Could you quote, exactly as they stand, the lines running from the one with "[point] every instance of the red" to the final line of the material?

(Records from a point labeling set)
━━━━━━━━━━━━━━━━━━━━
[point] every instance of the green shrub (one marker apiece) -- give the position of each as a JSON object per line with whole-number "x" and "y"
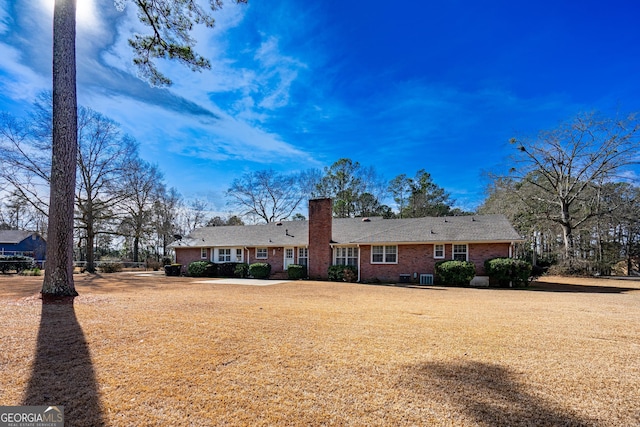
{"x": 173, "y": 269}
{"x": 296, "y": 271}
{"x": 16, "y": 263}
{"x": 211, "y": 270}
{"x": 35, "y": 271}
{"x": 197, "y": 268}
{"x": 454, "y": 273}
{"x": 153, "y": 264}
{"x": 260, "y": 270}
{"x": 242, "y": 270}
{"x": 506, "y": 271}
{"x": 343, "y": 273}
{"x": 111, "y": 267}
{"x": 227, "y": 269}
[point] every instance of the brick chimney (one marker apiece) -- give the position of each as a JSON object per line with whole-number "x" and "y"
{"x": 320, "y": 229}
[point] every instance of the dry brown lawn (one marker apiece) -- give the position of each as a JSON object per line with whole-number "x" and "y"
{"x": 161, "y": 351}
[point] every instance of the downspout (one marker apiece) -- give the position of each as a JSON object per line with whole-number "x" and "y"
{"x": 359, "y": 264}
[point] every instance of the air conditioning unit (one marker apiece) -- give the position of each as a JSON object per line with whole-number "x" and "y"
{"x": 426, "y": 279}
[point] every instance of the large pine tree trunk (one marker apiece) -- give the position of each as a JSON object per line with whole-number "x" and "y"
{"x": 58, "y": 278}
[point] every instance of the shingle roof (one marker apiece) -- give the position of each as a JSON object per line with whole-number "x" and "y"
{"x": 13, "y": 236}
{"x": 464, "y": 229}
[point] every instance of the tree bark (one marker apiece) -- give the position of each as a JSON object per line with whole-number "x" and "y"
{"x": 58, "y": 278}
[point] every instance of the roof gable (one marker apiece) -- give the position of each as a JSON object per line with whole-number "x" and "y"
{"x": 14, "y": 237}
{"x": 354, "y": 231}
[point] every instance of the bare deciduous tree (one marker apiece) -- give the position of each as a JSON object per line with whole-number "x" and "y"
{"x": 266, "y": 194}
{"x": 569, "y": 165}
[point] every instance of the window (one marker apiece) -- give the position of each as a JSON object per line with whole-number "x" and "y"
{"x": 460, "y": 252}
{"x": 261, "y": 253}
{"x": 438, "y": 251}
{"x": 224, "y": 255}
{"x": 303, "y": 256}
{"x": 346, "y": 256}
{"x": 384, "y": 254}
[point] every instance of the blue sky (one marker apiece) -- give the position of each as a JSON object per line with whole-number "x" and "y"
{"x": 439, "y": 86}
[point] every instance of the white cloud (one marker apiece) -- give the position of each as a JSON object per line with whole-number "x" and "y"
{"x": 19, "y": 82}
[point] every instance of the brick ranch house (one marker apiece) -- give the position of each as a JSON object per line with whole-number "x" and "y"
{"x": 23, "y": 243}
{"x": 382, "y": 249}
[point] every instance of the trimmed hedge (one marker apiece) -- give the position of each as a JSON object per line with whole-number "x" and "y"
{"x": 197, "y": 268}
{"x": 260, "y": 270}
{"x": 506, "y": 271}
{"x": 172, "y": 269}
{"x": 227, "y": 269}
{"x": 242, "y": 270}
{"x": 111, "y": 267}
{"x": 343, "y": 273}
{"x": 16, "y": 262}
{"x": 454, "y": 273}
{"x": 296, "y": 271}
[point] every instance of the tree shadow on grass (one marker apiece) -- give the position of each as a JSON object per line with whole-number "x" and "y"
{"x": 563, "y": 287}
{"x": 487, "y": 393}
{"x": 62, "y": 373}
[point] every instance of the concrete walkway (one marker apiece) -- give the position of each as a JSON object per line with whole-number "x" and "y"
{"x": 249, "y": 282}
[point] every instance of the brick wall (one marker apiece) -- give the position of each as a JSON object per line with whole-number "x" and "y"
{"x": 186, "y": 256}
{"x": 419, "y": 259}
{"x": 320, "y": 229}
{"x": 479, "y": 252}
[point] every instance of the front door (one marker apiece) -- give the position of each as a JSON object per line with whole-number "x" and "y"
{"x": 288, "y": 257}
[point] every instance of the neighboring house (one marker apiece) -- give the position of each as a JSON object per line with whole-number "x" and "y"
{"x": 382, "y": 249}
{"x": 26, "y": 243}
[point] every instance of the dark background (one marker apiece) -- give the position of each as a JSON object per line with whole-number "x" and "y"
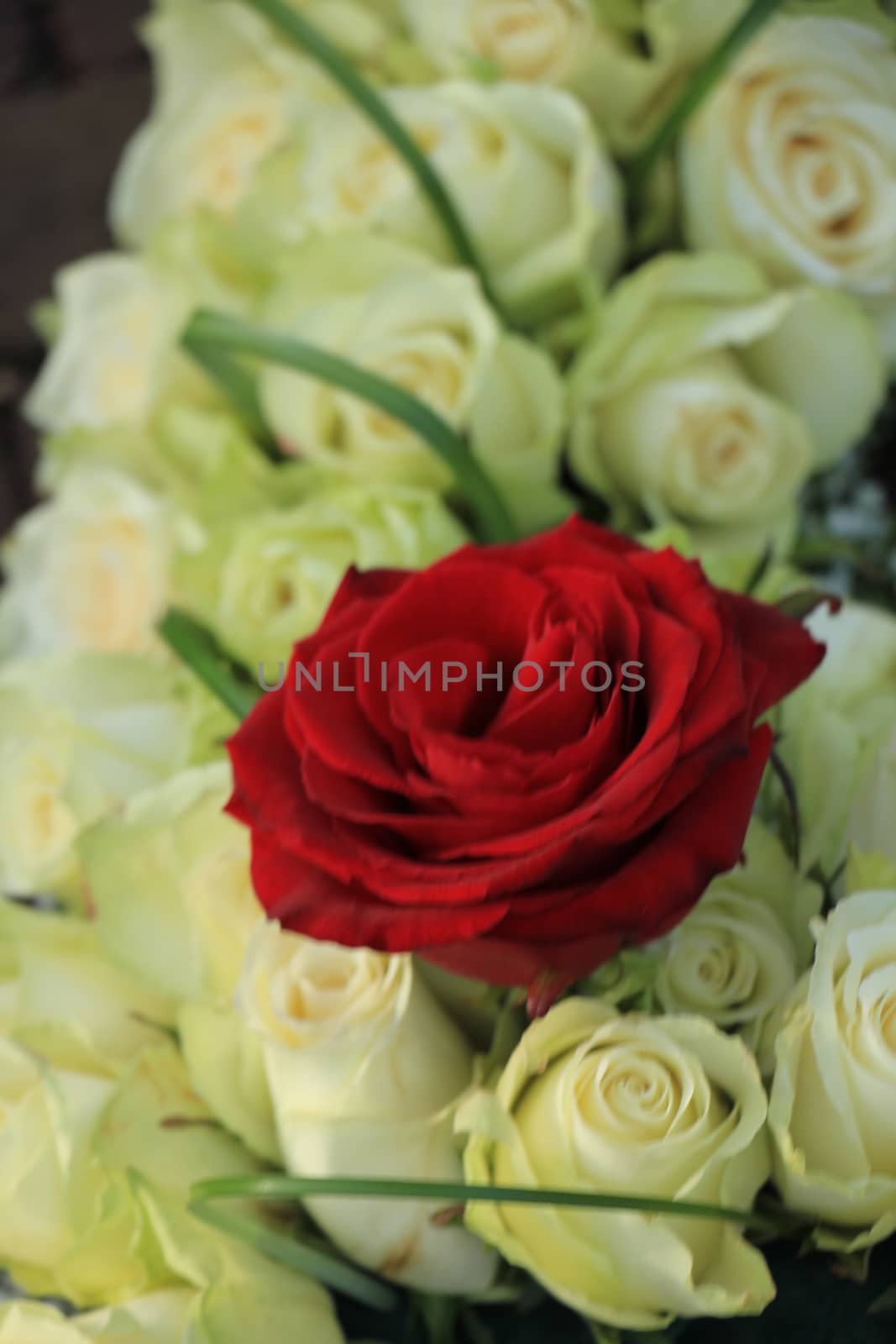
{"x": 73, "y": 87}
{"x": 74, "y": 84}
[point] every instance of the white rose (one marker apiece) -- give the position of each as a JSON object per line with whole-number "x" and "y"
{"x": 793, "y": 159}
{"x": 539, "y": 40}
{"x": 81, "y": 734}
{"x": 872, "y": 823}
{"x": 533, "y": 183}
{"x": 739, "y": 952}
{"x": 170, "y": 887}
{"x": 42, "y": 1117}
{"x": 833, "y": 1100}
{"x": 694, "y": 403}
{"x": 835, "y": 732}
{"x": 364, "y": 1070}
{"x": 668, "y": 1108}
{"x": 265, "y": 581}
{"x": 160, "y": 1317}
{"x": 62, "y": 999}
{"x": 625, "y": 60}
{"x": 228, "y": 92}
{"x": 429, "y": 329}
{"x": 89, "y": 569}
{"x": 116, "y": 354}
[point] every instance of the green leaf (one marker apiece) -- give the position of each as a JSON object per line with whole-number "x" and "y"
{"x": 698, "y": 89}
{"x": 217, "y": 333}
{"x": 197, "y": 648}
{"x": 278, "y": 1187}
{"x": 324, "y": 1265}
{"x": 238, "y": 386}
{"x": 313, "y": 44}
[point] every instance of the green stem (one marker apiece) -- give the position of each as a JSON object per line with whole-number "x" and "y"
{"x": 325, "y": 1268}
{"x": 305, "y": 1187}
{"x": 699, "y": 87}
{"x": 217, "y": 333}
{"x": 197, "y": 648}
{"x": 340, "y": 69}
{"x": 238, "y": 386}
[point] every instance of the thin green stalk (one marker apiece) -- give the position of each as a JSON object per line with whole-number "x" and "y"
{"x": 238, "y": 386}
{"x": 312, "y": 40}
{"x": 217, "y": 333}
{"x": 291, "y": 1250}
{"x": 699, "y": 87}
{"x": 359, "y": 1187}
{"x": 197, "y": 648}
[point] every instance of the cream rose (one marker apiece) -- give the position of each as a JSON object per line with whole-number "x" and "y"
{"x": 265, "y": 581}
{"x": 872, "y": 823}
{"x": 429, "y": 329}
{"x": 793, "y": 160}
{"x": 836, "y": 734}
{"x": 114, "y": 355}
{"x": 833, "y": 1100}
{"x": 364, "y": 1070}
{"x": 80, "y": 736}
{"x": 537, "y": 40}
{"x": 62, "y": 999}
{"x": 625, "y": 60}
{"x": 170, "y": 889}
{"x": 739, "y": 952}
{"x": 524, "y": 165}
{"x": 89, "y": 569}
{"x": 667, "y": 1108}
{"x": 226, "y": 93}
{"x": 692, "y": 402}
{"x": 156, "y": 1319}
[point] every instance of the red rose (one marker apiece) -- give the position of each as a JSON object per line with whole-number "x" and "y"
{"x": 517, "y": 832}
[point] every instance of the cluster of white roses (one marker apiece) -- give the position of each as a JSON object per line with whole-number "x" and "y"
{"x": 159, "y": 1032}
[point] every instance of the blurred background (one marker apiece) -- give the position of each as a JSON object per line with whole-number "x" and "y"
{"x": 74, "y": 84}
{"x": 73, "y": 87}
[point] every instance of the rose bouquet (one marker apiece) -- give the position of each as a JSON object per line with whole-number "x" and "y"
{"x": 448, "y": 694}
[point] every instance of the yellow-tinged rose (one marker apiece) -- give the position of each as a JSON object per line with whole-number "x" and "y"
{"x": 228, "y": 92}
{"x": 524, "y": 165}
{"x": 533, "y": 40}
{"x": 667, "y": 1108}
{"x": 94, "y": 1179}
{"x": 692, "y": 402}
{"x": 872, "y": 823}
{"x": 626, "y": 60}
{"x": 160, "y": 1317}
{"x": 836, "y": 736}
{"x": 833, "y": 1100}
{"x": 364, "y": 1073}
{"x": 226, "y": 1063}
{"x": 793, "y": 160}
{"x": 42, "y": 1119}
{"x": 116, "y": 353}
{"x": 170, "y": 882}
{"x": 89, "y": 569}
{"x": 265, "y": 581}
{"x": 429, "y": 329}
{"x": 739, "y": 952}
{"x": 81, "y": 734}
{"x": 65, "y": 1000}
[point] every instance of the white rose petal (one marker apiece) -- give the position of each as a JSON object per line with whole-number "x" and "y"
{"x": 364, "y": 1070}
{"x": 793, "y": 160}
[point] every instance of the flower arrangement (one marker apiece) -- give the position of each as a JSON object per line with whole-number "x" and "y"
{"x": 448, "y": 694}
━━━━━━━━━━━━━━━━━━━━
**Solution to the exercise**
[point] every instance of the red rose (one marker apiece) -- give the position of each as a JSON object per line with whole-number "x" and "y"
{"x": 517, "y": 832}
[point] every instance of the cluster of white roses (one marker apiece) -- give the position of each as a JSON object per line with whole-number "x" and "y"
{"x": 159, "y": 1032}
[point] every instance of the blurred background (one marker apiece) -- give the position of each as a JSON object per line with whole-number "x" and "y"
{"x": 74, "y": 84}
{"x": 73, "y": 87}
[point] every instance of the rose bouquet (one marker apiece) -- give the position of each as a JSON object per line with whole-number "x" and "y"
{"x": 448, "y": 694}
[point] every instance of the yellow-tinged rose (one marker apiece) -- give the position of each as a JSON object per line with whole-number "x" and "y"
{"x": 228, "y": 92}
{"x": 524, "y": 165}
{"x": 533, "y": 40}
{"x": 667, "y": 1108}
{"x": 94, "y": 1179}
{"x": 692, "y": 402}
{"x": 872, "y": 823}
{"x": 626, "y": 60}
{"x": 160, "y": 1317}
{"x": 836, "y": 736}
{"x": 833, "y": 1100}
{"x": 364, "y": 1073}
{"x": 226, "y": 1063}
{"x": 793, "y": 160}
{"x": 42, "y": 1119}
{"x": 116, "y": 353}
{"x": 170, "y": 882}
{"x": 89, "y": 569}
{"x": 265, "y": 581}
{"x": 429, "y": 329}
{"x": 739, "y": 952}
{"x": 81, "y": 734}
{"x": 65, "y": 1000}
[point] every instance of the white rose petal (one marker apiece) -- give the position of each as a JSON object per line with whole-number "x" and "y"
{"x": 364, "y": 1070}
{"x": 793, "y": 160}
[point] every instance of the flower arrangement (one marker apiece) -- give the position of each as a JSON object per line with whole-number "x" and "y"
{"x": 448, "y": 694}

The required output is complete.